Saved entries:
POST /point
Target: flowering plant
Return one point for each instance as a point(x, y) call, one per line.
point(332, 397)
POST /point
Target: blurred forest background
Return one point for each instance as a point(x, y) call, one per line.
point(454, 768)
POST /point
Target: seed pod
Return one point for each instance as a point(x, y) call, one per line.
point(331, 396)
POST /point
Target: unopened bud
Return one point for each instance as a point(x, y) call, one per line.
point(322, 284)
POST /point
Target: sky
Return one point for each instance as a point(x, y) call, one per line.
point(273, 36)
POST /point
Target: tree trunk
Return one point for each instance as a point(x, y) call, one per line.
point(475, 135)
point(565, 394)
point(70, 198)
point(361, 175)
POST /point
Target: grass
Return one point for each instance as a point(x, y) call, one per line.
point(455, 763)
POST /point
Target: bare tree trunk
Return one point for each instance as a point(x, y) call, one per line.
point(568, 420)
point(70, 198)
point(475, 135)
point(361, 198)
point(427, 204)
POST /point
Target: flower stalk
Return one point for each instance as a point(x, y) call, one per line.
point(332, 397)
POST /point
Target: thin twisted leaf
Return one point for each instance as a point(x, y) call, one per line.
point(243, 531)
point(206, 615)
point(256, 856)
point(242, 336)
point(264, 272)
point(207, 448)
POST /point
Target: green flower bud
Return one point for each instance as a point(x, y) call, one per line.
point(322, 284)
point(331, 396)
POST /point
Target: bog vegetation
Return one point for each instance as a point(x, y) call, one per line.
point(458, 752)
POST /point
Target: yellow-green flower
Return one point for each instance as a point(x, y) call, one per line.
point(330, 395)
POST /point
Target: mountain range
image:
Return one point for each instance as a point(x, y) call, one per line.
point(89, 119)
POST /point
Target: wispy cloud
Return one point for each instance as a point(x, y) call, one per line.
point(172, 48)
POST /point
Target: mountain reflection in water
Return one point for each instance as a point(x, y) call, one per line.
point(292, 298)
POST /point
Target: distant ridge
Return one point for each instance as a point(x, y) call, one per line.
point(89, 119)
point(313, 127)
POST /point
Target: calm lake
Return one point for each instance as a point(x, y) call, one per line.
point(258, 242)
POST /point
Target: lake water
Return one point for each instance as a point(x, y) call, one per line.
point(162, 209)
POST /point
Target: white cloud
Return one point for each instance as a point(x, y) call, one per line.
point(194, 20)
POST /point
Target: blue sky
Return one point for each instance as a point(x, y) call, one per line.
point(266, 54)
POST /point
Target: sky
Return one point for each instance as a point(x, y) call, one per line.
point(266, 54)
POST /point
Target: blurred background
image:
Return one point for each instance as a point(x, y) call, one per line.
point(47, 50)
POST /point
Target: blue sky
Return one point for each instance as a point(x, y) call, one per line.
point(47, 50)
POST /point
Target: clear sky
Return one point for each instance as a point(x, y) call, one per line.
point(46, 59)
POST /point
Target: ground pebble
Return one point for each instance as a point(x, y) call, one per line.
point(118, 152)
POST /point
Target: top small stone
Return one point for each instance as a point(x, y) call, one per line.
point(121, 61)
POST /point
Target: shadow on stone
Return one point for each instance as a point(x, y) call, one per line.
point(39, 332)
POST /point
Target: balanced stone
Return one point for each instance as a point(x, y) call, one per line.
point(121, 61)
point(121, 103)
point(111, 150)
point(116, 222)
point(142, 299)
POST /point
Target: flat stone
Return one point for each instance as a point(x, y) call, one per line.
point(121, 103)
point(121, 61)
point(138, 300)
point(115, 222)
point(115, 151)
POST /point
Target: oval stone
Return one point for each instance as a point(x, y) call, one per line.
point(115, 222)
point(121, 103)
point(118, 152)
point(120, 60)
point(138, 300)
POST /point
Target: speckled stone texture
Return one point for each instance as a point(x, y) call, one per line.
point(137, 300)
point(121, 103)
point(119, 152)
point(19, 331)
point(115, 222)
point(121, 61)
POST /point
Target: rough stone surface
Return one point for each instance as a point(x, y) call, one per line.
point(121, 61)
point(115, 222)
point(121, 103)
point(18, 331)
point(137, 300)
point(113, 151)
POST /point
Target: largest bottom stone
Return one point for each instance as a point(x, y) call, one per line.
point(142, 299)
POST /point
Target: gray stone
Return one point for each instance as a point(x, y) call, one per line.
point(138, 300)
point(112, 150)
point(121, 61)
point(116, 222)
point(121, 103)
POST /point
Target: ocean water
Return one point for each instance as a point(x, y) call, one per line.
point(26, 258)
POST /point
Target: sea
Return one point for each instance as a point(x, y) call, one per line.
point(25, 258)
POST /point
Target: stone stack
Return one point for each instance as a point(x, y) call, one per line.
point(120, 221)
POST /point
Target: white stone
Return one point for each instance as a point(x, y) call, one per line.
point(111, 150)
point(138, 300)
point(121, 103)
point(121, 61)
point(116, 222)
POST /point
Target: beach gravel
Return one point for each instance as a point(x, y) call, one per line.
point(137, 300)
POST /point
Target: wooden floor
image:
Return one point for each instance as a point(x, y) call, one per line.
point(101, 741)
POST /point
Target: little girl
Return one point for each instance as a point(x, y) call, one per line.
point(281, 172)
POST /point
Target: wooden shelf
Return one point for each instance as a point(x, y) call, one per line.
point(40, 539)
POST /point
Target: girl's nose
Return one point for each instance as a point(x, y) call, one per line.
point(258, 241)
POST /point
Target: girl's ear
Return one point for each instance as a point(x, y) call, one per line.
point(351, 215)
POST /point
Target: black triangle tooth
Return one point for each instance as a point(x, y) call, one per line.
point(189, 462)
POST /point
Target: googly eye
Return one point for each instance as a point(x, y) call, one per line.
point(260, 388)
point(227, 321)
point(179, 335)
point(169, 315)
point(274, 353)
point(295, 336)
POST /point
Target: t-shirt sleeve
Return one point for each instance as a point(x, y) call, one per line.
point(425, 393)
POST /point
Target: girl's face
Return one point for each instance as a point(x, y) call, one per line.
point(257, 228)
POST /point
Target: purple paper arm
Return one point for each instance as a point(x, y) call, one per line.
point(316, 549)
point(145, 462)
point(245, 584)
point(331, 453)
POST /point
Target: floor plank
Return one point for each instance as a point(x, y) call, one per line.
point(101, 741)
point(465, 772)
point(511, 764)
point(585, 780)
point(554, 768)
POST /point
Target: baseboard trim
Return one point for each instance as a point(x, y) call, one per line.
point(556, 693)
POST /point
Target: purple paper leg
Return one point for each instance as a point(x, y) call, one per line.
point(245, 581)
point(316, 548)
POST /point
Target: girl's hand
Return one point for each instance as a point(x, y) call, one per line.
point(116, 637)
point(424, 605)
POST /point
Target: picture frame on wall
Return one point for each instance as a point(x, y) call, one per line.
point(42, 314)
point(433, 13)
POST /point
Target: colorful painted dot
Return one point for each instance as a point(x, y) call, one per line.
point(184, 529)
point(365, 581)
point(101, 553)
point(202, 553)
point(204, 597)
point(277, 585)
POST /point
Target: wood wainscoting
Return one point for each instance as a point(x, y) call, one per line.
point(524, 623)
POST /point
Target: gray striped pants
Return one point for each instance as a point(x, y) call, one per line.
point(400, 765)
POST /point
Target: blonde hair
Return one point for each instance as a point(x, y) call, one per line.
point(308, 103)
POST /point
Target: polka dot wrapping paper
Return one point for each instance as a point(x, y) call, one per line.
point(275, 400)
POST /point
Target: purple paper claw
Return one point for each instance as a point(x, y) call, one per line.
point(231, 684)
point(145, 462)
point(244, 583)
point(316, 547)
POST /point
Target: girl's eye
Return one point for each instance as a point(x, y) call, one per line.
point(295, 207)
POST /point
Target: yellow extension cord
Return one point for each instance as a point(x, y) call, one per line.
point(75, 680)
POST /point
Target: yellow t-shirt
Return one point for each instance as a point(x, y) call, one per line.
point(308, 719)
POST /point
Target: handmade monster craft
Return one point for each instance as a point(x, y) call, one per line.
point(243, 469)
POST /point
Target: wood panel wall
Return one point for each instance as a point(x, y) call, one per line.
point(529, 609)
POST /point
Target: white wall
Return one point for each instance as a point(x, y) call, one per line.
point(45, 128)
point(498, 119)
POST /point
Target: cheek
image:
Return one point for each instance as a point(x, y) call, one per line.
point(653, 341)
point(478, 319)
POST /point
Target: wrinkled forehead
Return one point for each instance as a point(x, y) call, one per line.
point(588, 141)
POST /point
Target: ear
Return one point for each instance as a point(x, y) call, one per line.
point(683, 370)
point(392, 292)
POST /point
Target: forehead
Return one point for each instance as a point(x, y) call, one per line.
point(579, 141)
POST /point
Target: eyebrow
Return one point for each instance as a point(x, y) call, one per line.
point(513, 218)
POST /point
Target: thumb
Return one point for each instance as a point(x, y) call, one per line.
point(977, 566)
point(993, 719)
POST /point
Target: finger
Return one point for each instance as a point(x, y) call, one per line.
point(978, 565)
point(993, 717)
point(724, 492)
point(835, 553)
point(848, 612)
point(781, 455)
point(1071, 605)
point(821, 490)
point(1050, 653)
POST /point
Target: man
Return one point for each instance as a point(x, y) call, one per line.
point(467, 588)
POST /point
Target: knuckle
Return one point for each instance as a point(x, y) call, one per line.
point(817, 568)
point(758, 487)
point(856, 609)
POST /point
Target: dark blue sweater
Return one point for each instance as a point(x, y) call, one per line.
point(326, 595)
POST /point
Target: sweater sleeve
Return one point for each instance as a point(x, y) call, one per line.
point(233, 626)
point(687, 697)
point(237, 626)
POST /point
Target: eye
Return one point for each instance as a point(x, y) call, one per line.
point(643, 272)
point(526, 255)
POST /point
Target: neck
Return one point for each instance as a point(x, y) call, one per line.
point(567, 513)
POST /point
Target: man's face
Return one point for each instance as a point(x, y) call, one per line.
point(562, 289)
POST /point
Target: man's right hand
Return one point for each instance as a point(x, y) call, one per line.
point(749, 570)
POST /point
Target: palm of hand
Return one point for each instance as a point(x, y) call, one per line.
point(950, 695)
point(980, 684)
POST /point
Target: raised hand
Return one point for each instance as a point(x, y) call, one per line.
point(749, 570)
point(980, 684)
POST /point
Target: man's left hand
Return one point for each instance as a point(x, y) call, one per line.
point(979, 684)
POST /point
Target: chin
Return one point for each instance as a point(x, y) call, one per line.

WHAT THE TASK REQUIRES: Reproduce verbatim the lines from the first one through the line containing "point(427, 204)", including both.

COMPLETE ANSWER:
POST /point
Target: flowering plant
Return one point for each instance as a point(x, y) call, one per line.
point(332, 397)
POST /point
Target: blurred forest background
Return one point for each instance as a point(x, y) call, one per line.
point(454, 768)
POST /point
Target: seed pod
Return one point for each instance as a point(x, y) call, one per line.
point(331, 396)
POST /point
Target: unopened bud
Return one point for each instance as a point(x, y) call, one per line.
point(322, 284)
POST /point
Target: sky
Return one point for each instance as a point(x, y) call, one per line.
point(273, 36)
POST /point
Target: tree trunk
Return one point for each instance as a point(x, y) call, one per line.
point(475, 135)
point(565, 394)
point(70, 198)
point(361, 175)
POST /point
Target: grass
Return one point for each instance as a point(x, y) call, one per line.
point(455, 763)
POST /point
Target: bare tree trunk
Return one point for each instance as a point(x, y) call, one per line.
point(568, 420)
point(70, 198)
point(475, 135)
point(361, 198)
point(427, 204)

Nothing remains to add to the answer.